Direction: Turn every line of the rows below into a numbered list, dropping any blank lines.

Data supplied:
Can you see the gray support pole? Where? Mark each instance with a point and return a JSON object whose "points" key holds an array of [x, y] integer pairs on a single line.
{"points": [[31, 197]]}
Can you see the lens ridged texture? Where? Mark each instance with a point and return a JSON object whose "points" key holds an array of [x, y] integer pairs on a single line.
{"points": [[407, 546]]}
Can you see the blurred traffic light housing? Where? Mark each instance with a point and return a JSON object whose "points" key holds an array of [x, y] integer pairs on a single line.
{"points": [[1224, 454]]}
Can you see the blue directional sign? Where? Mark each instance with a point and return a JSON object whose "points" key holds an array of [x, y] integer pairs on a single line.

Final answer:
1. Can you see the gray support pole? Where? Mark each instance with a point and return a JSON object whose "points" key holds an array of [x, y] integer pairs on a single line.
2. {"points": [[31, 197]]}
3. Can you see the lens ridged texture? Where? Mark each instance with a point and return a JSON object whose "points" key holds an array of [x, y] integer pairs on a single line.
4. {"points": [[407, 546]]}
5. Can you see the blurred traffic light housing? Where? Mark each instance with a point and return a JSON object whose "points" key holds an array of [x, y] integer pairs on a single line.
6. {"points": [[1224, 454]]}
7. Can you see the blue directional sign? Where? Mark each instance with a point and return a JSON object whose "points" key holds an array of [x, y] integer pairs on a single line.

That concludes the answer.